- TEXT SEGMENT -
_ _ _
US / 79 minutes / color / Afilmco, Zodiac Dir & Pr: Marc Lawrence Scr: Ted Thomas, Fanya Lawrence Story: Marc Lawrence, George Fass Cine: Stanley Cortez Cast: John Derek, Aldo Ray, Arthur O’Connell, Ursula Andress, Sammy Davis Jr., Allyn Joslyn, Keenan Wynn, George Tobias, John Marley, Lurene Tuttle, Robert Duvall, Richard Jaeckel, Chick Chandler, Bill Challee (i.e., William Challee), Michael Petit (i.e., Michel Petit), James Waters, John Sebastian.
An oddball but interesting piece of rural noir that has languished in obscurity for a long while. There was a VHS release a couple of decades ago, but it seems to have had a very restricted distribution. Even so, it seems to be the only extant source for the movie.
It’d be nice to describe the obscurity as undeserved, but I’m not sure that’s completely accurate. If you go into the movie expecting it to obey the normal rules of narrative then you’re likely to be disappointed: judged in that context it’s fairly mediocre. If you’re happy simply to let Nightmare in the Sun take you wherever it chooses, then you may find it a more enjoyable viewing experience—if such a minor movie deserves such a pompous term. And it does, of course, have a pretty noteworthy cast.
Thanks to a lift given him by a deaf trucker (Davis, in what must surely be the smallest role of his career), a hitchhiker called Steve (Derek) arrives in the small town of Calab, otherwise known as the butt end of nowhere. The friendly gas station proprietor, Hogan (Marley), informs him that the local sheriff don’t like him no hoboes, and advises him to get out of town while the going’s good.
Steve is soon picked up by Marsha Wilson (Andress, whose marriage to Derek was by this time effectively over), ostentatiously unfaithful much younger wife of local bigshot and boozer Sam Wilson (O’Connell). She takes Steve back to the ranch and, enlisting the help of a swimming pool, seduces him with startling ease, bearing in mind how much he says he adores the wife to whom he’s now returning after spending a year on the road straightening himself out.
(Despite being a year on the road, Steve is the world’s smartest hobo. The suitcase he carries, not much larger than a briefcase, contains changes of clothing, including what seems to be a freshly pressed suit.)
Sam comes home in time to overhear Marsha begging Steve not to leave her in this dump of a town with her ghastly husband, etc., and Steve telling her he’s going to leave her anyway, recent swimming-pool frolics notwithstanding. So Sam gets out his gun and murders Marsha. Also one of her stuffed toys, for some reason. In fact, he expends more bullets on her bizarre orange-haired doll than he does on Marsha.
Enter Sheriff Max (Ray), who earlier today was himself partaking of Marsha’s widely distributed favors. Max sees a chance to fleece Sam:
Max: “I’m saving your neck—and mine too. If the true story ever leaked out you’d end up in a death cell and my future would be flushed down the drain. . . . You saw a punk running away from here. He killed her!”
_ _ _
- MATERIAL PROVIDED -
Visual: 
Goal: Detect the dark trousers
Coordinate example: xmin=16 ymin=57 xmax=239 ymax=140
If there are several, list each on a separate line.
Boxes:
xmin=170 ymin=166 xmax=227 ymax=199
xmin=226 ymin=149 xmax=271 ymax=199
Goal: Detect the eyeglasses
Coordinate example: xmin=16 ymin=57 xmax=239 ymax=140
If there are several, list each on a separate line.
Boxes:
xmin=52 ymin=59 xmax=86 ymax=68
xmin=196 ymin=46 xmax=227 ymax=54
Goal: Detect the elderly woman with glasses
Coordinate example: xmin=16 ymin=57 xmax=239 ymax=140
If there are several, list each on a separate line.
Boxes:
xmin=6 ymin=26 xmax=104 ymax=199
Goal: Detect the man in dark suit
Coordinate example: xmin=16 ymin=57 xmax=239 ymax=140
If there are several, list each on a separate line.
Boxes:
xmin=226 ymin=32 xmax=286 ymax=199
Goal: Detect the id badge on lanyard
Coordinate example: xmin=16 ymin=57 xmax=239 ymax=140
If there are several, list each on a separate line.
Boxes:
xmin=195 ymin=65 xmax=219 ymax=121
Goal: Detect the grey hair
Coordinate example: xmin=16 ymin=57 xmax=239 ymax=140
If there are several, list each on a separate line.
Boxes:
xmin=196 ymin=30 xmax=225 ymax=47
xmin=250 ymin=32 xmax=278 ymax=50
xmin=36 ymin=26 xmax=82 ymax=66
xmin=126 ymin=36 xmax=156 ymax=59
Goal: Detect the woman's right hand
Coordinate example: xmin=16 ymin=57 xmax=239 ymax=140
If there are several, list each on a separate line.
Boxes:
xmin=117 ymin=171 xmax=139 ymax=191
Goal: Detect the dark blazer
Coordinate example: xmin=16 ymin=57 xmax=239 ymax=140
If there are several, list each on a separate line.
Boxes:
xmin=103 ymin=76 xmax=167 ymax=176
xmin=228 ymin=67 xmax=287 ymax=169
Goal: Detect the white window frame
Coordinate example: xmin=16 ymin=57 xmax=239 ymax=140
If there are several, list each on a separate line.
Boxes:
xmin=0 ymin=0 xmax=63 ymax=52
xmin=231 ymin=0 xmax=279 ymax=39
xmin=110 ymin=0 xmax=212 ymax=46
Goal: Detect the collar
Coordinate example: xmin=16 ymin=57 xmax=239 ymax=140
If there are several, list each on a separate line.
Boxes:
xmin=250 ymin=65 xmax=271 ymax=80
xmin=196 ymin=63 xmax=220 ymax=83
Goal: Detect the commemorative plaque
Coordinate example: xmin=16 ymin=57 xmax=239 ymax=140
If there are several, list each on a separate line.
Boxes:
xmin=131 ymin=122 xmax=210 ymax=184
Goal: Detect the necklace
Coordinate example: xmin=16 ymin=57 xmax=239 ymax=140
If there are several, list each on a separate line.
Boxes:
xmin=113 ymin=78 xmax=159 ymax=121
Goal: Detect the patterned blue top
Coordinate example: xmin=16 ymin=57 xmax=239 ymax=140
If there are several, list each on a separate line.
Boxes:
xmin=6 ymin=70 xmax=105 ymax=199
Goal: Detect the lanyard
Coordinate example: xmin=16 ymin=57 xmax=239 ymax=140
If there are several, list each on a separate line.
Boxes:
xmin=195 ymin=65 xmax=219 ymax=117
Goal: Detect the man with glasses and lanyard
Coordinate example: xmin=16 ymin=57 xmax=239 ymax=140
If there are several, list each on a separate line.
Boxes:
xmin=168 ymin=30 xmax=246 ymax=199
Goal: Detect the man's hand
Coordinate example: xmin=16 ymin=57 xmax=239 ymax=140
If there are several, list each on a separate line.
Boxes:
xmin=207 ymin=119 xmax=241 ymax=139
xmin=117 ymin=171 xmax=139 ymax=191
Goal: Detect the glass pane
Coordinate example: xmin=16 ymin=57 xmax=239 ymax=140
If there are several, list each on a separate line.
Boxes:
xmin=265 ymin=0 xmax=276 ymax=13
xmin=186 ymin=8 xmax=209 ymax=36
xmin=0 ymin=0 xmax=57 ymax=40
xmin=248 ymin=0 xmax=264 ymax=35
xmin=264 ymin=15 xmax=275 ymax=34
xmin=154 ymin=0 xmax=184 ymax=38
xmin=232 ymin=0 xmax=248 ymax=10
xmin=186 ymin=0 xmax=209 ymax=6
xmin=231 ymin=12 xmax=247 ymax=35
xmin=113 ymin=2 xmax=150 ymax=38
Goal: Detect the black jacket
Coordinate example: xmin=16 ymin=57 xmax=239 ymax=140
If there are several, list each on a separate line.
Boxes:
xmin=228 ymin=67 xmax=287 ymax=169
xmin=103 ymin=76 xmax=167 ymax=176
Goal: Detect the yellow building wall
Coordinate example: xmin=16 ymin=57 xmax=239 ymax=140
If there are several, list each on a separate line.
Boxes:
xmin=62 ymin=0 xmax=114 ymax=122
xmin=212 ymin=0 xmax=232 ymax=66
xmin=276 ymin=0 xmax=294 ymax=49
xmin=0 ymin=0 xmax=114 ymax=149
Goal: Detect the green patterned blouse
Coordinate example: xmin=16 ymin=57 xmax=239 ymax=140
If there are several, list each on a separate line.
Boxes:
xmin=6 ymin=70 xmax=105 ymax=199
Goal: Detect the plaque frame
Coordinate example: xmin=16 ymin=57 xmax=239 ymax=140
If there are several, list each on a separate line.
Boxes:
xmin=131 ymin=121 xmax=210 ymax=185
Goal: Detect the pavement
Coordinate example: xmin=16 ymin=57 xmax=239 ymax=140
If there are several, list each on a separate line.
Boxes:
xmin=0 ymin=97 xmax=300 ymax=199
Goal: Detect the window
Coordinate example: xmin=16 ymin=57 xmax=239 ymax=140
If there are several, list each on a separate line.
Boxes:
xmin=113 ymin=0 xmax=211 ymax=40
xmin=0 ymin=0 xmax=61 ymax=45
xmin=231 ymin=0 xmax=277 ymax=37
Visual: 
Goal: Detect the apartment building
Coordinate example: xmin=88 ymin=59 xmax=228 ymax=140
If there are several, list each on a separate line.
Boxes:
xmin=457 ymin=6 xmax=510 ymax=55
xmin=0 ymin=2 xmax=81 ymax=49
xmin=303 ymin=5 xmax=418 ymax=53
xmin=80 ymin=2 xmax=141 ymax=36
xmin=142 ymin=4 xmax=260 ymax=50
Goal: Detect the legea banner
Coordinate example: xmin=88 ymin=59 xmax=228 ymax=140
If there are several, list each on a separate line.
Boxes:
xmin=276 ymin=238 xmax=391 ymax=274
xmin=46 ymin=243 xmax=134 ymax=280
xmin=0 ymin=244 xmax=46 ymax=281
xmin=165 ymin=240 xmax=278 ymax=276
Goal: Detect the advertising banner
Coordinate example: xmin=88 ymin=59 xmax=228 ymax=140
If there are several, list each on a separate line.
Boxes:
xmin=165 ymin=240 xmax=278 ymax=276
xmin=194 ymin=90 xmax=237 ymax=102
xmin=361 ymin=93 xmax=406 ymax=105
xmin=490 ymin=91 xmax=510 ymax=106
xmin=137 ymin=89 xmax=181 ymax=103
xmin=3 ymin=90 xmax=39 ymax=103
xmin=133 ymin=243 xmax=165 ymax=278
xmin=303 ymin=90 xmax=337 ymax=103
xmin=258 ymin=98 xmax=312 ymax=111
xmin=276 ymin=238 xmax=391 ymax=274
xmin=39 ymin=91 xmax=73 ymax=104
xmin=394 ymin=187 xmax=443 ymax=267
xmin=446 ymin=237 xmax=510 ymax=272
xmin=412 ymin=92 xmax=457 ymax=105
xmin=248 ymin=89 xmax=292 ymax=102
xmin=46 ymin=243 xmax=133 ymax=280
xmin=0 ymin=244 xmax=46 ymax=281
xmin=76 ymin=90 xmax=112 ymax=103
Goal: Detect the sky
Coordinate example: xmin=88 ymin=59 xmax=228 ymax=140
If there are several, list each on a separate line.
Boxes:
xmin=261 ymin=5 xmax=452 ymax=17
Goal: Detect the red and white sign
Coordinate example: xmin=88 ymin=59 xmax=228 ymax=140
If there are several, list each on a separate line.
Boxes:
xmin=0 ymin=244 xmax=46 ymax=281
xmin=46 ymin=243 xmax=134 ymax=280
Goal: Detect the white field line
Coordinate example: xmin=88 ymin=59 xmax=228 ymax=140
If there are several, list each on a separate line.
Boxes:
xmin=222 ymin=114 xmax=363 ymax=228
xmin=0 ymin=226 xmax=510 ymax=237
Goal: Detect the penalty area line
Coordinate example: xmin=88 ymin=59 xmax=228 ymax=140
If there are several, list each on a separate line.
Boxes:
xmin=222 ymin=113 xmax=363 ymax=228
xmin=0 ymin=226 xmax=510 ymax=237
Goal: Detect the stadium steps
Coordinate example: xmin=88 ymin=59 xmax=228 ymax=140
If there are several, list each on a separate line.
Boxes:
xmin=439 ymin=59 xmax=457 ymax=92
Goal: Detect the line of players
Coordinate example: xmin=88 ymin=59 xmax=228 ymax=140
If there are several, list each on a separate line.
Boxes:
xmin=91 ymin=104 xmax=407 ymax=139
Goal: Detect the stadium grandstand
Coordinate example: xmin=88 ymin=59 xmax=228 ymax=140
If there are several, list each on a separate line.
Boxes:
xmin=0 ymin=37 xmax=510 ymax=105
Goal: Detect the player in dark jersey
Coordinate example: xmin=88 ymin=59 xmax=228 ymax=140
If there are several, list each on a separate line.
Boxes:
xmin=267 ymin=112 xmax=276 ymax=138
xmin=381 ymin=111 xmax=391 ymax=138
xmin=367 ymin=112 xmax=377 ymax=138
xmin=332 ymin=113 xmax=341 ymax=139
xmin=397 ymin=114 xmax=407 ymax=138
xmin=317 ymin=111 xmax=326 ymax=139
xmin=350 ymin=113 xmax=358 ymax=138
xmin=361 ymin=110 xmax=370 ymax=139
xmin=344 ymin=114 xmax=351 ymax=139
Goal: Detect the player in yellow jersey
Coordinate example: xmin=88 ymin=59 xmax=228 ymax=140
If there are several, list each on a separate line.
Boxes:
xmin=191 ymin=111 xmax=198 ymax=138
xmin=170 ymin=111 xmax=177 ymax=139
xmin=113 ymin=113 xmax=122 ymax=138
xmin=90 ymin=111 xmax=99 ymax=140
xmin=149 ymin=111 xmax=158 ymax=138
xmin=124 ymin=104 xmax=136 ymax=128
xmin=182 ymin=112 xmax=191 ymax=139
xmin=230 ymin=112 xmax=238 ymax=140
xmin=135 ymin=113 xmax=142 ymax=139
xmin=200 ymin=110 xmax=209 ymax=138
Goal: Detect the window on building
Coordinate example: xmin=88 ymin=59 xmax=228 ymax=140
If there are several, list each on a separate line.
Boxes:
_ _ _
- YOUR GOAL -
Can you copy out the stretch of the Nightmare in the Sun review from "An oddball but" through "for the movie." word for word?

- RESULT OF THIS EXERCISE -
An oddball but interesting piece of rural noir that has languished in obscurity for a long while. There was a VHS release a couple of decades ago, but it seems to have had a very restricted distribution. Even so, it seems to be the only extant source for the movie.